** Start of Material shown **

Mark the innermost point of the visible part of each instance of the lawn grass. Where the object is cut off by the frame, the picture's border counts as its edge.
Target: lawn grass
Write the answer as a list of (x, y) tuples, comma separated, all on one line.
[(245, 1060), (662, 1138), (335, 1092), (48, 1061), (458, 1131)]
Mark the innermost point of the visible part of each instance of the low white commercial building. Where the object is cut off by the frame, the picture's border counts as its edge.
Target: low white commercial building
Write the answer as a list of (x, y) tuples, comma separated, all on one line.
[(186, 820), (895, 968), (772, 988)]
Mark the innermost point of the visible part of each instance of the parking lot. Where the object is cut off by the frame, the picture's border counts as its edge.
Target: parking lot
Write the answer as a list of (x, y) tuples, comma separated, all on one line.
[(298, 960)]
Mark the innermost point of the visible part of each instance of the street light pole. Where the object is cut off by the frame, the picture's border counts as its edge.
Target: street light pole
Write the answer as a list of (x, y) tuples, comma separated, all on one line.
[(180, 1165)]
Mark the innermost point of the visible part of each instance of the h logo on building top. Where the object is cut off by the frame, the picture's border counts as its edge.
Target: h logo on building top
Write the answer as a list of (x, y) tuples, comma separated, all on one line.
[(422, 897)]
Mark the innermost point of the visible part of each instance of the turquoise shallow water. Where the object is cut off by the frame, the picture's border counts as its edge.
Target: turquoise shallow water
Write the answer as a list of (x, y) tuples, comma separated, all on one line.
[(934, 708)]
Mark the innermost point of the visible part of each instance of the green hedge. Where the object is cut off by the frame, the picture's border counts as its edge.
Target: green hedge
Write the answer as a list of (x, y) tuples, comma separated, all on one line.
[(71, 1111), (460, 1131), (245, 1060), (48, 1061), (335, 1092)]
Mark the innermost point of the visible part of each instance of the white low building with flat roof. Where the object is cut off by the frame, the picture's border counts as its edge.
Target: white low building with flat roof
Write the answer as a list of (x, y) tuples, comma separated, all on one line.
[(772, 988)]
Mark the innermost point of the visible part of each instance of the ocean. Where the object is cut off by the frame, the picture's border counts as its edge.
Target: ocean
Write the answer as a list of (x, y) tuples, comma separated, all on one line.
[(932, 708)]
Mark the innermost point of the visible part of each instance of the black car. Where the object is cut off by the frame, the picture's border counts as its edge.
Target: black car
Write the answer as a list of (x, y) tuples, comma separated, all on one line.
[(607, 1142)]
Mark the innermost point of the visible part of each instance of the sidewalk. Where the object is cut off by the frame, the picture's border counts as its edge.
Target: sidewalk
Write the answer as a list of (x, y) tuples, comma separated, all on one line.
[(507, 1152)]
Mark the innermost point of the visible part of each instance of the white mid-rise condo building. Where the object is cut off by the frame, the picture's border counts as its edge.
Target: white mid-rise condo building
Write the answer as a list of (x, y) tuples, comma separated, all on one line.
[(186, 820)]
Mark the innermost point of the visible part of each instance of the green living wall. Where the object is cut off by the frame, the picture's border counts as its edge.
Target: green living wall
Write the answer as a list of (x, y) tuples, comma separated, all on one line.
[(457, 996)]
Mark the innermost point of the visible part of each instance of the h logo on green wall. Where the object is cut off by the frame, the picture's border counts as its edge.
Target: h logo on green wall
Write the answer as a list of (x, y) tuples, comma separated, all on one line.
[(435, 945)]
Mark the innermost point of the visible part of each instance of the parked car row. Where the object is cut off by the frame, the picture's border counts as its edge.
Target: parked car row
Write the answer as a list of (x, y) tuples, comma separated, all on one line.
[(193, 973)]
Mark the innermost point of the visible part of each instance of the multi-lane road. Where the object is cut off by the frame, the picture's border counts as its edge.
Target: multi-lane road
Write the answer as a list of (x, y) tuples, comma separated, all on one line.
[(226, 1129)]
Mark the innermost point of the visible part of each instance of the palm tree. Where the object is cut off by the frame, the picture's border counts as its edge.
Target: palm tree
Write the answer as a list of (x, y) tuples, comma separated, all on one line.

** End of Material shown **

Aim:
Please rewrite all the rows above with "innermost point" changed to "central point" and nothing else altered.

Response below:
Mark the central point of the visible part of each instance of the lawn grass. Where the object is cut off by the frame, the picture's border counts as its edge.
Target: lawn grass
Write the answer as a list of (x, y) tuples, comma separated, all on one line.
[(245, 1060), (662, 1138), (335, 1092), (48, 1061), (458, 1131)]
Mark the central point of the visible part of each instance of the low white commercial building. Where the object is cut off by the frame, the picture's border counts as its edge.
Target: low white commercial building
Write the answer as a list of (x, y) tuples, comma separated, all on one line.
[(186, 820), (895, 968), (772, 988)]
Mark the central point of the visible part of each instance of the parking lot. Where the object is cut off by the frame, the picture's border counts as its edge.
Target: parking lot
Write the answer as a list of (x, y) tuples, comma separated, all on one line.
[(298, 960)]
Mark the central point of the visible part of each instance of the street light pole. Where the object is cut off by the frame, the picture's border counts as its edge.
Target: street light pole
Write the answer as a list of (x, y) tuples, comma separated, all on one line.
[(180, 1165)]
Mark the central point of the visible part of each instance of the h logo on building top. Where the object is cut off by the frame, the picture's border counts as its edge.
Target: h logo on building top
Write the answer as a list of (x, y) tuples, comma separated, all on one line.
[(422, 897)]
Mark the central point of the visible part of each instance of the turquoise shallow water. Where the object is cut off by the frame, the picture's border counts as its edge.
Target: turquoise shallow water
Write the answer as a list of (x, y) tuples, comma separated, all on one line.
[(934, 708)]
Mark the central point of the visible part of each instance of the green hedge. Where the object is cut off by the frame, the picture's border counts as its edge.
Target: green hedge
Write the answer as a list of (x, y) tuples, comma separated, all on one line.
[(71, 1111), (460, 1131), (245, 1060), (48, 1061), (335, 1092)]
Mark the central point of the visible part of each instance of the white low building with flat roof. Where the object is cut off by the frame, the picture's border counts as its edge.
Target: white low building with flat roof
Write the answer as a list of (x, y) tuples, comma separated, all on one line.
[(772, 988)]
Mark the central point of the visible part of each instance of the ocean. Where the object is cut off by the frame, the picture's border counts as its edge.
Target: ocean
Write the answer as a list of (x, y) tuples, comma separated, all on one line.
[(932, 708)]
Mark the central point of the visible part of each instance of the black car. Where the object is cut off by the frame, the picture's border counts as its edge.
Target: black car
Write the answer as a list of (x, y) tuples, comma separated, all on one line.
[(607, 1142)]
Mark the central point of the visible part of each instance of the sidewalk. Where the object is cut off by the frame, the picture's border counts as its edge.
Target: sidewalk
Write the answer as a list of (x, y) tuples, comma separated, all on one line.
[(507, 1152)]
Mark the central point of the visible part of each instance of the white mid-rise condo building. Where the object is cut off by the frame, the picture's border counts as its edge.
Target: white mid-rise condo building
Write the answer as a list of (x, y) tuples, comma separated, all on one line.
[(186, 820)]
Mark the central point of the visible part of each instance of the green living wall. Where the object is cut off by the frame, the picture's border counts as its edge.
Target: green living wall
Write the answer as a list of (x, y) tuples, comma separated, all on one line.
[(457, 996)]
Mark the central point of the visible part of each instance of the h logo on green wall. Where the object is cut off by the frame, the picture's border counts as its edge.
Target: h logo on green wall
Write the answer as a list of (x, y) tuples, comma separated, all on one line.
[(435, 945)]
Mark the central point of the visible part of each instance of the parked car row. Where the object is cut off by the frame, the picture's border counts as its edge.
Target: parked car row
Write the answer as a list of (x, y) tuples, comma separated, all on one line.
[(193, 973)]
Mark the central point of the visible part of each instance of the multi-lane road. Where the object is cut off by the frame, the picture's border counts as its edge.
Target: multi-lane road
Write the answer as a list of (x, y) tuples, comma separated, all on one line.
[(226, 1129)]
Mark the central point of the visible part of each instance of the palm tree. Where the object is cut off by the frame, the picture's border counts as its edge.
Target: palm tree
Write the answer as a list of (x, y) tuples, comma separated, all on one line.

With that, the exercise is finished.